* [QUESTIONS TO ANSWER]:
1: In the weekly update, on what date does the move to Step 3 easing of restrictions get underway?
2: Please print, word for word, everything in the weekly update from "Really positive news" down to "with the risks.".
3: Proceed with the weekly update, picking up after its last sentence.

[[ SUPPLIED PASSAGE open ]]

Really positive news this week that thanks to the extraordinary efforts of people across the country and our recording-breaking vaccination programme, the cautious move to Step 3 easing of restrictions on 17 May will be underway. So, from Monday most of the indoor and outdoor economy can re-open following the rule of six or two households and at the same time updated guidance relating to close contact between friends and family, including hugging will, be released with an emphasis on people exercising their own personal judgement in line with the risks.
This week has seen the new term of Parliament begin with the somewhat toned-down State opening but with the Queen’s speech taking pride of place as ever. At the heart of this new Parliament is the government’s determination to build back better, unite and level up the country, support jobs and businesses and work towards net zero greenhouse gas emissions by 2050, the kind of positive agenda that will enable us to recover from the pandemic.

[[ SUPPLIED PASSAGE closed ]]
[[ SUPPLIED MATERIAL open ]]

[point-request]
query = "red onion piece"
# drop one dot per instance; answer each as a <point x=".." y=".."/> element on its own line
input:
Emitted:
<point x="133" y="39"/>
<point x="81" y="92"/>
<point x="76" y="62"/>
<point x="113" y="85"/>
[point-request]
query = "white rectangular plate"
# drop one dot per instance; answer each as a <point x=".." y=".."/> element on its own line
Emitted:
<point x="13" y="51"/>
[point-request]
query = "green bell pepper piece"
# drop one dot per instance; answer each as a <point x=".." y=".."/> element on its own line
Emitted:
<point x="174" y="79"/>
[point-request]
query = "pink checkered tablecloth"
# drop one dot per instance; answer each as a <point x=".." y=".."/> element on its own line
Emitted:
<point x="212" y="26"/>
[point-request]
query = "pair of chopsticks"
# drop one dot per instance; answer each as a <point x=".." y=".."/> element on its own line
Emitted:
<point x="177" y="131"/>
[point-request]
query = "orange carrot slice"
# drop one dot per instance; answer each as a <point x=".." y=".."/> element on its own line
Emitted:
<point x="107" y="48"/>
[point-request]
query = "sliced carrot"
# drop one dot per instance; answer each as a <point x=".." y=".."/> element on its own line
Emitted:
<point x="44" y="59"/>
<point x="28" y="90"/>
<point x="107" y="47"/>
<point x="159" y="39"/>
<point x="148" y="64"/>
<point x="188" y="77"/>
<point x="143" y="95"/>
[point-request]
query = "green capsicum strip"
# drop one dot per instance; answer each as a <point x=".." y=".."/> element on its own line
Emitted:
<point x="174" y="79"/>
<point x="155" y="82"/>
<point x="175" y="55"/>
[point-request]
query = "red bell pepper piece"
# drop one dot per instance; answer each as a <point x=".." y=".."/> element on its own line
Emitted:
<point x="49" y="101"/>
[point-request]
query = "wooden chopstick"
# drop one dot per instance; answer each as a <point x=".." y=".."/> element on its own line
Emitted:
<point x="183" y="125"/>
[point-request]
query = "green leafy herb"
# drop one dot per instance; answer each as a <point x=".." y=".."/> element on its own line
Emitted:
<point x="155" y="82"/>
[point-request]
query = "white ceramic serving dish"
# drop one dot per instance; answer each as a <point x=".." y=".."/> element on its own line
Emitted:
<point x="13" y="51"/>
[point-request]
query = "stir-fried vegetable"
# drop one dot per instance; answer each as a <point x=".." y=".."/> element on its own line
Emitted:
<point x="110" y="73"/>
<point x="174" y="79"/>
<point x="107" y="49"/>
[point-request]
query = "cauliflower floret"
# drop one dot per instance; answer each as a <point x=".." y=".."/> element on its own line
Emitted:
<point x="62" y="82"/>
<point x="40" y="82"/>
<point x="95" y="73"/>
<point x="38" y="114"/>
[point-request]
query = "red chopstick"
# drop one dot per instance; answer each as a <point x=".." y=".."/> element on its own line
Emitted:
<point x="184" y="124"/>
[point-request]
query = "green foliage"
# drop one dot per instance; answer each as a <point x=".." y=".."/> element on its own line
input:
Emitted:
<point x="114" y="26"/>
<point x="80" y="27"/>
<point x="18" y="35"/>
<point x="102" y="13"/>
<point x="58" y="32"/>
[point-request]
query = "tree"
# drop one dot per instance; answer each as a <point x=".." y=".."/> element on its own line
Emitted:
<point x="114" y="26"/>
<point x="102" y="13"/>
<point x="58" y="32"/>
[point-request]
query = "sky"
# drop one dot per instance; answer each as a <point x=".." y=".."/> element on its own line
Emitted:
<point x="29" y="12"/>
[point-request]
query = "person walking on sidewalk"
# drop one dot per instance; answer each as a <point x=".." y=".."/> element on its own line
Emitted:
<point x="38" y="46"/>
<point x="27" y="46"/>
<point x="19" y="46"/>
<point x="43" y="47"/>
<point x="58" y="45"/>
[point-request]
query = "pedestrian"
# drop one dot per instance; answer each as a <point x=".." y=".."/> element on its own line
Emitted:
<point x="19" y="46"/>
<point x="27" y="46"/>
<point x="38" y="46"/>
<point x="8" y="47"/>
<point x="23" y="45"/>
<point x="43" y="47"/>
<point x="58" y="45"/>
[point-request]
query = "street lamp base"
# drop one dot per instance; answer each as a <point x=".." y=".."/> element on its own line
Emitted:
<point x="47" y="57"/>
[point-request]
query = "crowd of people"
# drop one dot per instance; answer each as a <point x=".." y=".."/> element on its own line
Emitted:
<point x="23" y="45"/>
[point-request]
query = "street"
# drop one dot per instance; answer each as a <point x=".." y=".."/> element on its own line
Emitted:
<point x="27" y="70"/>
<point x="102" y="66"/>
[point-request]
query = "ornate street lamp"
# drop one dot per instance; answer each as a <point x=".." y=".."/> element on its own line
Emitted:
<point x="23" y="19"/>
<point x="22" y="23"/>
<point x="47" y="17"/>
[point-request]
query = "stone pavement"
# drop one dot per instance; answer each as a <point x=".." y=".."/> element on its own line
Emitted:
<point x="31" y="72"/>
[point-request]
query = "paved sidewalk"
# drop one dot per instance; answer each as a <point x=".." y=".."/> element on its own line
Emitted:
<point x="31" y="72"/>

[[ SUPPLIED MATERIAL closed ]]

* [EXERCISE ANSWERS]:
1: 17 May

2:
Really positive news this week that thanks to the extraordinary efforts of people across the country and our recording-breaking vaccination programme, the cautious move to Step 3 easing of restrictions on 17 May will be underway. So, from Monday most of the indoor and outdoor economy can re-open following the rule of six or two households and at the same time updated guidance relating to close contact between friends and family, including hugging will, be released with an emphasis on people exercising their own personal judgement in line with the risks.

3:
Commitment to our green agenda continues unabashed, with the Environment Bill progressing through Parliament and a raft of animal welfare policies in the pipeline; and last week, in my capacity as Environment Minister I announced that the carrier bag charge (which has seen a 95% cut in plastic bag sales in supermarkets since 2015) will be increased from 5p to 10p and extended to all businesses in England from 21 May. The average person in England now buys just four single-use carrier bags a year from the main supermarkets, compared with 140 in 2014 and by extending the charge to all shops, the use of single-use carrier bags is expected to further reduce dramatically.
And still on the waste front, Government have also announced a consultation on developing more consistent doorstep recycling collections. By aligning the systems used by all local Authorities the aim is to increase the amount of waste that can be successfully recycled to hit our targets of 65% of municipal waste being recycled by 2035 and eliminating all avoidable waste by 2050. Ultimately moving us to a circular economy where repair, reuse and recycle are embedded is the aim.